» Written exercise
Format every row below as a Markdown table with two columns, No. and Line. Number each row and leave out any blank lines.

● ● ● ● ●

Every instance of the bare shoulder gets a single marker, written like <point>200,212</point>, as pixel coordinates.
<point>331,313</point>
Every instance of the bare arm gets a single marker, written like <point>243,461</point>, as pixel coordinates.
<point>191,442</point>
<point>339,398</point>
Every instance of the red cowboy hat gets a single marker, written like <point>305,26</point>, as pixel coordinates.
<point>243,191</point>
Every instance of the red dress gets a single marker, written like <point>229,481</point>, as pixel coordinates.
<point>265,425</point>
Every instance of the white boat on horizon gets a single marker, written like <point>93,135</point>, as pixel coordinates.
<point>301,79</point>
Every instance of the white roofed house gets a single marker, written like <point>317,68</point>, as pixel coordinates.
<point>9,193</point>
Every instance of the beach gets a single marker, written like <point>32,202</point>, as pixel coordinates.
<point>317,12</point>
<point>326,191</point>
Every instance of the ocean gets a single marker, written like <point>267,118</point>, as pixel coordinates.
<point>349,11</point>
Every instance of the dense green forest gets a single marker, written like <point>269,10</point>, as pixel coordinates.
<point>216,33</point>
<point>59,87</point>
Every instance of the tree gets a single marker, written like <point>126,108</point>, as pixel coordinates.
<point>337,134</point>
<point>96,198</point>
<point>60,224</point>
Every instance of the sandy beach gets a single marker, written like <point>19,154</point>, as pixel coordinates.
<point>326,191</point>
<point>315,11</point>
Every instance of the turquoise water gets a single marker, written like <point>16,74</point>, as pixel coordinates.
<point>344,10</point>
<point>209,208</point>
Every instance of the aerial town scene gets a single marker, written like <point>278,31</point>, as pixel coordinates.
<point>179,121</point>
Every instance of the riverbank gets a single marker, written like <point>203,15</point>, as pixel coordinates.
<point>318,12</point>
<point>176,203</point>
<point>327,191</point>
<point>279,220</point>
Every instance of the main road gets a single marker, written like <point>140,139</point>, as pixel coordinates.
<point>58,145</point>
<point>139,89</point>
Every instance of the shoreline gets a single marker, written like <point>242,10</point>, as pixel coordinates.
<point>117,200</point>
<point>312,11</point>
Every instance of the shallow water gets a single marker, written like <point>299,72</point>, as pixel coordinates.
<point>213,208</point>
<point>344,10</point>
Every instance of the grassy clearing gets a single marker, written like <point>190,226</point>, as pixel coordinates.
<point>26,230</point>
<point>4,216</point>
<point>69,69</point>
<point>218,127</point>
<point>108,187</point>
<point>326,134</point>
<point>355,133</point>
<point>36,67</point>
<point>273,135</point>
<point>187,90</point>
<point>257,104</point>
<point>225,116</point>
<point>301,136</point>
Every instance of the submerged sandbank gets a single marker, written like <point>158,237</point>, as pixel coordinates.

● ● ● ● ●

» Solved problem
| No. | Line |
|---|---|
| 1 | Every instance of the bare shoulder gets a single marker, written like <point>200,212</point>, as pixel coordinates. |
| 2 | <point>331,313</point> |
| 3 | Every instance of the bare arm gets a single marker, written like <point>243,461</point>, as pixel coordinates. |
| 4 | <point>191,442</point> |
| 5 | <point>339,398</point> |
| 6 | Every instance of the red cowboy hat gets a single marker, written like <point>305,26</point>, as pixel coordinates. |
| 7 | <point>243,191</point> |
| 8 | Every instance of the red dress gets a single marker, written like <point>229,481</point>, as pixel coordinates. |
| 9 | <point>265,425</point> |
| 10 | Every instance of the white boat on horizon gets a single marker, written like <point>93,135</point>, as pixel coordinates. |
| 11 | <point>301,79</point> |
| 12 | Every instance of the white roofed house gets a single marker, written like <point>317,68</point>, as pixel coordinates. |
| 13 | <point>9,193</point> |
| 14 | Every instance of the beach gets a single marker, written like <point>32,202</point>, as pixel coordinates. |
| 15 | <point>317,12</point> |
| 16 | <point>326,191</point> |
| 17 | Every instance of the ocean gets a single marker, written like <point>267,118</point>, as pixel coordinates. |
| 18 | <point>349,11</point> |
| 19 | Every instance of the dense green forest gets a single marker, written like <point>269,10</point>, as pixel coordinates. |
| 20 | <point>216,33</point> |
| 21 | <point>59,87</point> |
| 22 | Every instance of the tree gets a single marker, written like <point>126,108</point>, as pixel coordinates. |
| 23 | <point>337,134</point> |
| 24 | <point>96,198</point> |
| 25 | <point>60,224</point> |
| 26 | Every instance of the sandy beach gets a single marker, written like <point>19,154</point>, as pixel coordinates. |
| 27 | <point>326,191</point> |
| 28 | <point>315,11</point> |
| 29 | Every instance of the turquoise water gets a single marker, written like <point>16,74</point>, as pixel coordinates. |
| 30 | <point>344,10</point> |
| 31 | <point>209,208</point> |
| 32 | Every instance of the aerial town scene gets a single marker, written like <point>278,31</point>, as pixel coordinates. |
| 33 | <point>179,121</point> |
| 34 | Every instance of the riverbank gets a single marker, written like <point>203,15</point>, as pixel coordinates. |
| 35 | <point>318,12</point> |
| 36 | <point>176,203</point> |
| 37 | <point>327,191</point> |
| 38 | <point>279,220</point> |
| 39 | Every instance of the main road gets a single marker, written like <point>140,139</point>, as pixel coordinates. |
| 40 | <point>58,145</point> |
| 41 | <point>139,89</point> |
| 42 | Every instance of the shoreline gets a single marker, written like <point>242,10</point>, as pixel coordinates. |
| 43 | <point>117,200</point> |
| 44 | <point>312,11</point> |
| 45 | Every instance of the shallow water gets a single marker, written like <point>299,72</point>, as pixel coordinates. |
| 46 | <point>213,208</point> |
| 47 | <point>344,10</point> |
| 48 | Every instance of the grassy clearing gets a single marker, written like <point>190,226</point>, as pixel coordinates. |
| 49 | <point>26,230</point> |
| 50 | <point>4,216</point> |
| 51 | <point>69,69</point> |
| 52 | <point>218,127</point> |
| 53 | <point>108,187</point> |
| 54 | <point>326,134</point> |
| 55 | <point>355,133</point> |
| 56 | <point>36,67</point> |
| 57 | <point>273,135</point> |
| 58 | <point>187,90</point> |
| 59 | <point>257,104</point> |
| 60 | <point>225,116</point> |
| 61 | <point>301,136</point> |
| 62 | Every instance of the submerged sandbank gets a single marker, written like <point>158,237</point>, as pixel coordinates. |